— BEGIN Data to use —

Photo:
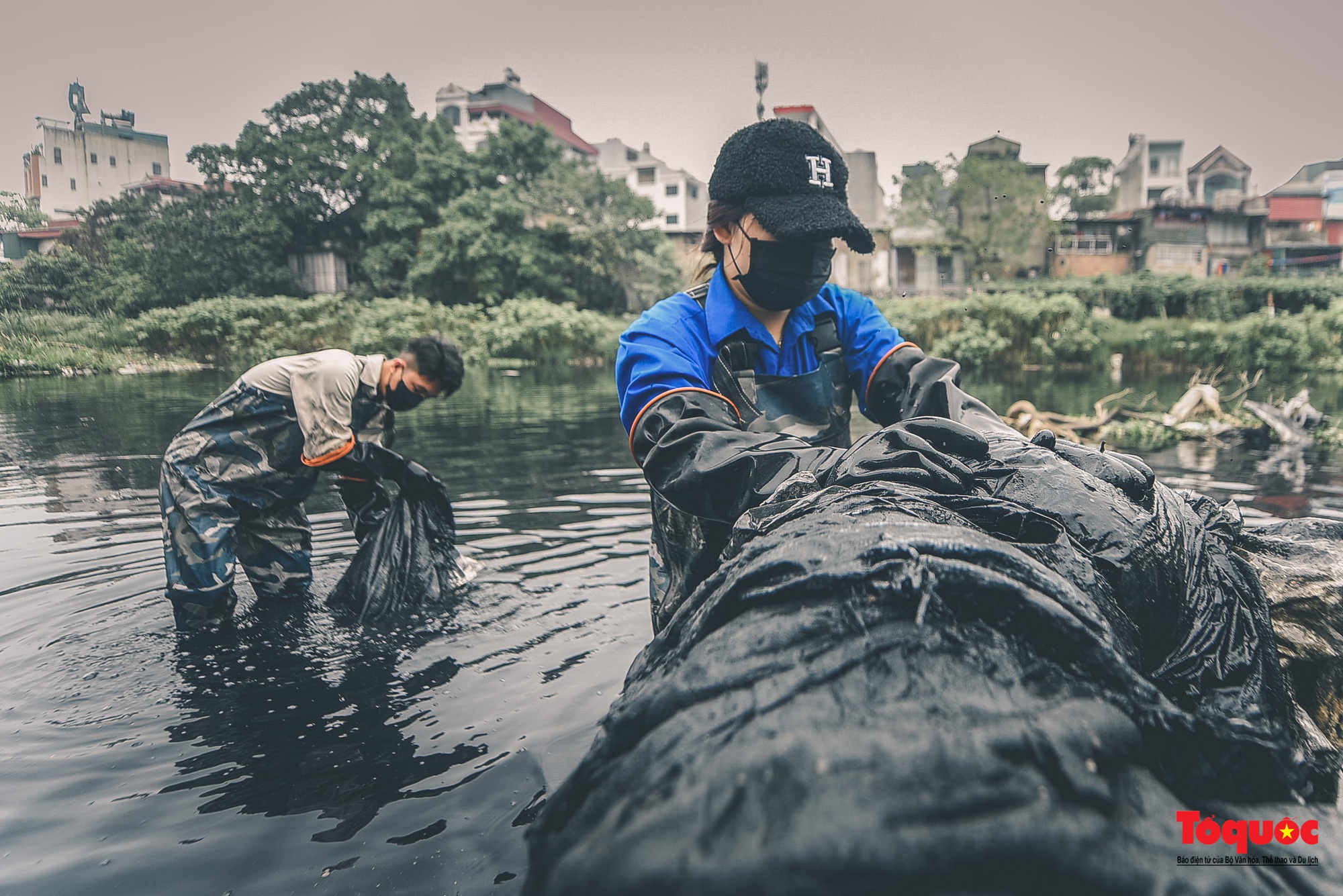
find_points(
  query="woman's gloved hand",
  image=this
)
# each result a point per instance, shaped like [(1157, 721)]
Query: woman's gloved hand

— END Data to use —

* **Your task**:
Copy all of the data above word for word, leaving out the pictures.

* **Answer to this exercise**:
Photo:
find_points(
  query="woman's gloved hand",
  image=this
)
# each result a point per instance, shaped like [(1157, 721)]
Query: woman's gloved hand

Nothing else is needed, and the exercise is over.